→ Texte fourni:
----------

Vers un retrait de la confiance au gouvernement Fakhfakh ?

 Vers un retrait de la confiance au gouvernement Fakhfakh ?

Elyes Fakhfakh et Rached Ghannouchi

Le retrait de la confiance à Elyes Fakhfakh n’est plus une lointaine éventualité. L’étau se resserre contre le chef du gouvernement à en croire le communiqué du Conseil de la choura d’Ennahdha publié hier soir lundi. Le même jour, l’Instance nationale de lutte contre la corruption accablait à son tour le chef de l’exécutif.

 

Si la plus haute instance du parti islamiste n’a pas tranché à proprement parler sur le sort d’Elyes Fakhfakh, avec qui elle cohabite au sein du pouvoir, elle l’aura considérablement affaibli. Une attaque en règle, à l’issu de la 40ème session du Conseil de la choura.

Le président de la Choura, Abdelkrim Harouni, a déclaré le 29 juin au soir que « le parti ne fera pas preuve d’indulgence à l’égard d’un membre du gouvernement en cas de corruption avérée ». Il a surtout ajouté que le mouvement appelle à « élargir le soutien politique autour du gouvernement ». Comme à son accoutumée, le parti manœuvre de façon habilement politicienne. En clair, fort de cette épée de Damoclès, Ennahdha réitère sa demande d’élargir la coalition gouvernementale. Un élargissement au profit du parti affairiste de Nabil Karoui, Qalb Tounes.

 

Un « régime de l’intimidation et des dossiers »

----------

→ Liste des activités:
1. D'après l'article sur le gouvernement Fakhfakh, quel parti tirerait profit de l'élargissement de la coalition gouvernementale demandé par Ennahdha ?
2. Selon l'article sur le gouvernement Fakhfakh, pour quelle raison le retrait de la confiance à Elyes Fakhfakh n'est-il plus une lointaine éventualité ? Répondez en une à trois phrases.
3. Reproduisez fidèlement le passage de l'article sur le gouvernement Fakhfakh qui s'ouvre sur les mots comprenant « Elyes Fakhfakh et » et s'achève sur « de la choura. ».
Les données constituent un matériau distinct de l'article et en sont indépendantes.

----------

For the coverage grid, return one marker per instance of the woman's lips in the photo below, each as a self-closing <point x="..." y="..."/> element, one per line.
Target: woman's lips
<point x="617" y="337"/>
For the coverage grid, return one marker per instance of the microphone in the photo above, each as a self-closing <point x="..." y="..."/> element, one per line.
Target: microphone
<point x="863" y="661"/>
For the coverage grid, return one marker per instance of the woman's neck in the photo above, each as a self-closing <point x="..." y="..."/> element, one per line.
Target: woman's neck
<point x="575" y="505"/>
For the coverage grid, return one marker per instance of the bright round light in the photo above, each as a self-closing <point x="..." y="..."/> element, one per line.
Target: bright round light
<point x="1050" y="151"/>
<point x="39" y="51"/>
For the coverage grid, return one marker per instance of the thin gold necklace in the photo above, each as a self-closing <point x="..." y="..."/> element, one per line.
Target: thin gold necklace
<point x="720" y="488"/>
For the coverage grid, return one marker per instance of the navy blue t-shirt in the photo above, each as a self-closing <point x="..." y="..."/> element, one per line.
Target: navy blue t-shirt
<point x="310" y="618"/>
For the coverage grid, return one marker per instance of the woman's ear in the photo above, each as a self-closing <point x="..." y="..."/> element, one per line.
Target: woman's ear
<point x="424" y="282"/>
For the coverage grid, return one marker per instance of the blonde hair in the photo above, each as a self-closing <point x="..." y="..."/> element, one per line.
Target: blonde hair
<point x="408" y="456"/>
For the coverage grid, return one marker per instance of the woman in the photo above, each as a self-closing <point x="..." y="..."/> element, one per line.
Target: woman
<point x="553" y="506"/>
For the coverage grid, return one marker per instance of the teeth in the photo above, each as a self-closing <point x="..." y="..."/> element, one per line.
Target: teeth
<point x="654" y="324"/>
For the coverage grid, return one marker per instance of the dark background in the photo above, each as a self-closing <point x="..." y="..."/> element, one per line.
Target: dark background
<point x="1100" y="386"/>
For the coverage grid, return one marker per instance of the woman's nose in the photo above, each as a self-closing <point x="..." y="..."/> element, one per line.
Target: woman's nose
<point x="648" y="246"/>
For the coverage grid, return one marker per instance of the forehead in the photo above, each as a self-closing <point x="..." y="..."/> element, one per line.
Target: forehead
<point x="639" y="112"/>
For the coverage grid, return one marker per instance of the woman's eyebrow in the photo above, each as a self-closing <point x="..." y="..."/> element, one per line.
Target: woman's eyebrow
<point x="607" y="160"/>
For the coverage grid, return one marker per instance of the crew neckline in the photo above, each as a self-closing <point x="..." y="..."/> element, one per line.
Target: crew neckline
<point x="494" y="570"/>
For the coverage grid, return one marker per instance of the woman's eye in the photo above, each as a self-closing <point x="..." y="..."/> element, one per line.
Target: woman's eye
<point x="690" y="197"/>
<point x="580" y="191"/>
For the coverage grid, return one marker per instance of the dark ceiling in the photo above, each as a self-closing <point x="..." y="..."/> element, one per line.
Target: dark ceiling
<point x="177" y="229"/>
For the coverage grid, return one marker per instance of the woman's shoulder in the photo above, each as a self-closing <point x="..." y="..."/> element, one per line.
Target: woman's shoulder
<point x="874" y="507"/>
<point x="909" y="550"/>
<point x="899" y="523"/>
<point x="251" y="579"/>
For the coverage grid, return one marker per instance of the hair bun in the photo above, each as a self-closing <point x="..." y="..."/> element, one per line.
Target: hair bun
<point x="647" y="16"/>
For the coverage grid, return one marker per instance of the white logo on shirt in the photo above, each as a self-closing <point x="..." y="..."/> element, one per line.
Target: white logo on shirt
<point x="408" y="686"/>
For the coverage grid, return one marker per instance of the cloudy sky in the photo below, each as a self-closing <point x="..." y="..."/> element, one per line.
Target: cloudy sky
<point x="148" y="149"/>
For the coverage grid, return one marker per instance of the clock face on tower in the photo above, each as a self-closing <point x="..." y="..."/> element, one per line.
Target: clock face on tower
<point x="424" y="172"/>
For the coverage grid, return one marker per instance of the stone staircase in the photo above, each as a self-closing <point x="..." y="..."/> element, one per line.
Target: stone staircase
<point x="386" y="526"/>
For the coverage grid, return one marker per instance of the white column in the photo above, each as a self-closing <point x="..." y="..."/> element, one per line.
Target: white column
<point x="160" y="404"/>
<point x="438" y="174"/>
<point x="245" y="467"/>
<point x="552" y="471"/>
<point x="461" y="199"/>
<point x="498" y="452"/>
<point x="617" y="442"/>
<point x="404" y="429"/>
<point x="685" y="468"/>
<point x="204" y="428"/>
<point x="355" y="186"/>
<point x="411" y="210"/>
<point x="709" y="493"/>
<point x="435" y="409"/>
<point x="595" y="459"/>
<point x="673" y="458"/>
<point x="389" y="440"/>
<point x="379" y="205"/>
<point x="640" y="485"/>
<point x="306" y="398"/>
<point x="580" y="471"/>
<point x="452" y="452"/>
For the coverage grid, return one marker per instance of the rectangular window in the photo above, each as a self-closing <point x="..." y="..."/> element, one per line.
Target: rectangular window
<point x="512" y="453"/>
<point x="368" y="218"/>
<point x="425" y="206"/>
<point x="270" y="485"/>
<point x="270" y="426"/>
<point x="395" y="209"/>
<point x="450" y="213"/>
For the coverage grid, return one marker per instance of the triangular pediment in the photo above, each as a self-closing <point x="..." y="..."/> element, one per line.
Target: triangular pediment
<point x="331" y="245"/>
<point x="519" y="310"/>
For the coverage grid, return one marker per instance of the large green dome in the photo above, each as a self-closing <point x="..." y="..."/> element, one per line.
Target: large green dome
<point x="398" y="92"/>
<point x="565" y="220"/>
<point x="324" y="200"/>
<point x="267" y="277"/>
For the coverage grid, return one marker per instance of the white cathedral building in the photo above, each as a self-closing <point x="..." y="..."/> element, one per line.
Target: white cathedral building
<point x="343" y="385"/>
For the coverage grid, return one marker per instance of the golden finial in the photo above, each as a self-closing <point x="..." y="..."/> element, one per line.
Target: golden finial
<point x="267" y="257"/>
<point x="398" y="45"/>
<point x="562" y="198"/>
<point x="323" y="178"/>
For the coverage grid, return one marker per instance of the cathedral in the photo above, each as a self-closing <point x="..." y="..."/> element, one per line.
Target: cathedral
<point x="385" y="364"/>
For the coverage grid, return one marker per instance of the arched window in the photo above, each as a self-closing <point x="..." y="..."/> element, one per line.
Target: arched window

----------

→ Réponses par activité:
1. Qalb Tounes, le parti de Nabil Karoui.

2. L'étau se resserre contre le chef du gouvernement, comme le montre le communiqué du Conseil de la choura d'Ennahdha publié lundi soir. Le même jour, l'Instance nationale de lutte contre la corruption l'accablait à son tour.

3.
Elyes Fakhfakh et Rached Ghannouchi

Le retrait de la confiance à Elyes Fakhfakh n’est plus une lointaine éventualité. L’étau se resserre contre le chef du gouvernement à en croire le communiqué du Conseil de la choura d’Ennahdha publié hier soir lundi. Le même jour, l’Instance nationale de lutte contre la corruption accablait à son tour le chef de l’exécutif.

 

Si la plus haute instance du parti islamiste n’a pas tranché à proprement parler sur le sort d’Elyes Fakhfakh, avec qui elle cohabite au sein du pouvoir, elle l’aura considérablement affaibli. Une attaque en règle, à l’issu de la 40ème session du Conseil de la choura.